Aim of the task
Reproduce every one of the entries below word for word, but omit the pictures.

(Records from a point labeling set)
━━━━━━━━━━━━━━━━━━━━
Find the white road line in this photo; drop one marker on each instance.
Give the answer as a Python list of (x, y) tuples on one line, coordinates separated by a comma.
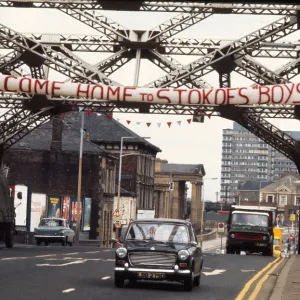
[(68, 290)]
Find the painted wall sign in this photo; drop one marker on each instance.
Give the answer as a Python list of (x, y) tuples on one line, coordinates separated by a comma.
[(280, 94)]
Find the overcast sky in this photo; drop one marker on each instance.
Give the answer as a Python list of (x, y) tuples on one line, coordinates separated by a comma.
[(188, 143)]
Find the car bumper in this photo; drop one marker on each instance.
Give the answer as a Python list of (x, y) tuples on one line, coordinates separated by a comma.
[(169, 274)]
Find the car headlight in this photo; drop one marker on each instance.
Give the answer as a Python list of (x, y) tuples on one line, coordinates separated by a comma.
[(121, 252), (183, 255)]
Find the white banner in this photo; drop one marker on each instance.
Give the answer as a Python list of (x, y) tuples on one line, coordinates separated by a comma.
[(280, 94)]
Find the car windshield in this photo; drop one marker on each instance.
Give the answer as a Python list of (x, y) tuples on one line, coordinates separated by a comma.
[(159, 232), (249, 219), (51, 222)]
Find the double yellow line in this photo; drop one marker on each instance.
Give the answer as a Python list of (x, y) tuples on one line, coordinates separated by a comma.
[(270, 267)]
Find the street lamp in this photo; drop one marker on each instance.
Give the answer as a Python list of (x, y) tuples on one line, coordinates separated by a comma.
[(298, 204), (120, 166), (202, 210)]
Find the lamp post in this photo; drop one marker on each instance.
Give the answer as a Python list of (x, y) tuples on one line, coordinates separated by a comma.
[(120, 169), (79, 181), (298, 215), (202, 210)]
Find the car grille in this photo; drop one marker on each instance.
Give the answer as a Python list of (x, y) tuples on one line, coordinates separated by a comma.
[(248, 236), (159, 259)]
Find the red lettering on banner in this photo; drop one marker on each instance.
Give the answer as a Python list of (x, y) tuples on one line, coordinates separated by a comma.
[(82, 91), (43, 87), (143, 94), (116, 92), (159, 96), (179, 94), (22, 87), (273, 90), (290, 91), (224, 96), (5, 84), (94, 91), (228, 96), (243, 95), (55, 86), (205, 96), (198, 98), (150, 97), (125, 94), (262, 93)]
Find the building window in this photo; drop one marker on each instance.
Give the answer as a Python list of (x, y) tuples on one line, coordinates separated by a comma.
[(270, 198), (283, 200)]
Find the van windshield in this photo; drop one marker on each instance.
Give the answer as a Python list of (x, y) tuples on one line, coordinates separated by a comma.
[(249, 219)]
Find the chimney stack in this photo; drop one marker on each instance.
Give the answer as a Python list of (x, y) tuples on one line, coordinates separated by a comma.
[(57, 128)]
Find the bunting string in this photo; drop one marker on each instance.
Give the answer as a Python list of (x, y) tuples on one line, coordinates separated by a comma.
[(162, 123)]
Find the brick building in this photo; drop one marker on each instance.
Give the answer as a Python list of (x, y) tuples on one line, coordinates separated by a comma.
[(46, 160), (138, 163)]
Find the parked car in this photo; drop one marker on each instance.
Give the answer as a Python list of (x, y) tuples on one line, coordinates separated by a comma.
[(54, 230), (161, 250)]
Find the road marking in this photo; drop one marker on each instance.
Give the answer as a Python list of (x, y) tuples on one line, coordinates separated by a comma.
[(68, 290), (246, 288), (62, 265), (262, 280), (214, 272)]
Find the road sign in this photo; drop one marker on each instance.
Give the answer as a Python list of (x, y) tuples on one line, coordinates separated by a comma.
[(221, 228)]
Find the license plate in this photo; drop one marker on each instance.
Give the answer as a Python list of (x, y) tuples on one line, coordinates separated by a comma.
[(144, 275)]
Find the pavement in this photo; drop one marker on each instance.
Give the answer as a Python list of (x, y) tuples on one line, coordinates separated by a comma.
[(57, 272)]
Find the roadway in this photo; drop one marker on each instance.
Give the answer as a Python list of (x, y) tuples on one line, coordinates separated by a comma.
[(55, 272)]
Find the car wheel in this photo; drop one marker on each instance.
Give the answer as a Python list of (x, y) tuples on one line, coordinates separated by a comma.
[(189, 282), (119, 280)]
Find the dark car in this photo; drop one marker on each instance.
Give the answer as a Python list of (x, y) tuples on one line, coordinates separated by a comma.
[(161, 250)]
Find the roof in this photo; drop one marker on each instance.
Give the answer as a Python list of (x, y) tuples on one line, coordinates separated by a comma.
[(105, 130), (182, 168), (253, 185), (163, 220), (41, 137), (124, 192)]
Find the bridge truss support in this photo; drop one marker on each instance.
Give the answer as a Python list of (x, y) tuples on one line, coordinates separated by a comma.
[(32, 54)]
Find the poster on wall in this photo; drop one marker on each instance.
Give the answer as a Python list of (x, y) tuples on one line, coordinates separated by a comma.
━━━━━━━━━━━━━━━━━━━━
Answer to this exercise
Find the white road line in this photo; drop one marker on each instance.
Give the answer as a Python list of (x, y) tuples on one line, coordinates separated by a comma.
[(68, 290)]
Find the painted wall sign in this photo; drop one marker on each instance.
Give the answer as a Python list of (x, y) tuples on one line, coordinates separated by a comma.
[(280, 94)]
Find the overcast sky in this photo; drop one marker on each instance.
Give the answer as a Python list of (x, y) tuples on one line, coordinates separated by a comma.
[(188, 143)]
Find the car bumper in this photo; drop one marker on each instance.
Give the answer as a Python list of (x, y) tuples on one line, coordinates separated by a comma.
[(169, 274)]
Find the car headlight in this photo; drop one marker on each instance.
Give the answer as a Python list of (x, y) tuples on one line, coordinates separated by a comma.
[(121, 252), (183, 255)]
Find the white banner in this photo; drop one marker on each instance.
Give the answer as a Python list of (x, y) tuples on one line, coordinates separated by a comma.
[(280, 94)]
Find the car windshield in this photo; drop one marker on each instance.
Give the answer as a Python list of (x, y) tuples on one line, coordinates separated by a comma.
[(159, 232), (249, 219), (51, 222)]
Find the double yellow line in this photo; drop one marker on each instance.
Give the answer as a Python list of (x, y) tuples on one line, coordinates separated by a comma.
[(270, 267)]
Find the street lamp in this photo; drop one marker on each instance.
Give the answer as a Python list of (x, y) tuples on one line, coordinates separated by a comma.
[(298, 204), (120, 166), (202, 210)]
Find the lamp post in this photo; drop one marker on each instance.
Give the answer as a Python list of (x, y) tuples on one line, coordinates separated by a comma.
[(120, 169), (79, 181), (298, 215), (202, 210)]
Find the car grille in this photo; drop one marker on each instance.
Give the answer as a Python list of (x, y) tuples on one line, coordinates separated by a comma.
[(248, 236), (159, 259)]
Find the red lettering on banner in this photo; drop one marker on each instance.
Give the answer as a Python list of (x, y) tuples on one line, coordinates separated by a comma.
[(82, 91), (43, 87), (143, 94), (116, 92), (159, 96), (179, 94), (22, 87), (273, 90), (290, 91), (224, 96), (5, 84), (94, 91), (228, 96), (243, 95), (55, 86), (205, 96), (198, 98), (150, 97), (125, 94), (262, 93)]
Find the building window in this photo; drop one marker on each instance.
Give the answer as a Python list of (x, y) tuples on one line, coordinates separated by a comma.
[(270, 198), (283, 200)]
Find the van windshield in this photo; drop one marker on each instance.
Give the answer as a Python list of (x, y) tuples on one line, coordinates separated by a comma.
[(249, 219)]
Find the chimney stack in this photo; drop one marker on each instance.
Give the answer as a Python list of (x, y) tuples on one line, coordinates separated by a comma.
[(57, 128)]
Find the bunting string in this photo; drop one marker on each instance.
Give the answer as a Python list of (x, y) tuples on one line, coordinates separated by a comma.
[(162, 123)]
Find the brick building in this photo; drop one marker on each instance.
Give the answer as a Python list of (x, y) tuples on one line, coordinates separated by a comma.
[(46, 160), (138, 163)]
Find the parked car in this photo; drop one marker on each instance.
Give the answer as a Python list of (x, y) tuples on one line, coordinates separated by a comma.
[(54, 230), (161, 250)]
Find the road marking in this photo; drop one marker on each instance.
Give the answer as a Python list of (x, y) tuples on one line, coordinates separated by a comma.
[(68, 290), (246, 288), (62, 265), (262, 280), (214, 272)]
Find the road sign in this photo; drop one marker on each instance.
Give the answer as a Python list of (x, y) tuples on one line, coordinates separated by a comma.
[(221, 228)]
Find the license plate in this photo; drop one marker on each instance.
Give the answer as a Python list of (x, y) tuples on one line, coordinates separated by a comma.
[(144, 275)]
Find the pavement in this photo; drop one marker on each instance.
Give the answer as a Python list of (x, y) tuples on one line, coordinates separated by a comma.
[(57, 272)]
Find the roadway in this photo; drop one marker on each instance.
Give the answer as a Python list of (x, y) tuples on one line, coordinates separated by a comma.
[(55, 272)]
Find the car wheel in this photo; drop one marker on each instance.
Give the answer as a Python list of (x, y) tuples on one line, coordinates separated by a comma.
[(189, 282), (119, 280)]
Find the dark car in this photo; drop one marker on each instance.
Give the answer as a Python list of (x, y) tuples on one line, coordinates separated by a comma.
[(161, 250)]
Find the roof in this photo; drop one marker on each instance.
Give the answer as a Python list of (x, y) tuples on one line, coordinates separated by a comma.
[(105, 130), (182, 168), (253, 185), (163, 220), (41, 137), (124, 192)]
Find the bridge truss support in this photo; drop one marker on each instance.
Give the answer as a Python list of (x, y) tuples on one line, coordinates separated by a comma.
[(32, 54)]
Find the poster on wall in this photo; drop one marker on each instance.
Give the answer as a Python list of (x, y) tuples on one line, coordinates separated by a comma.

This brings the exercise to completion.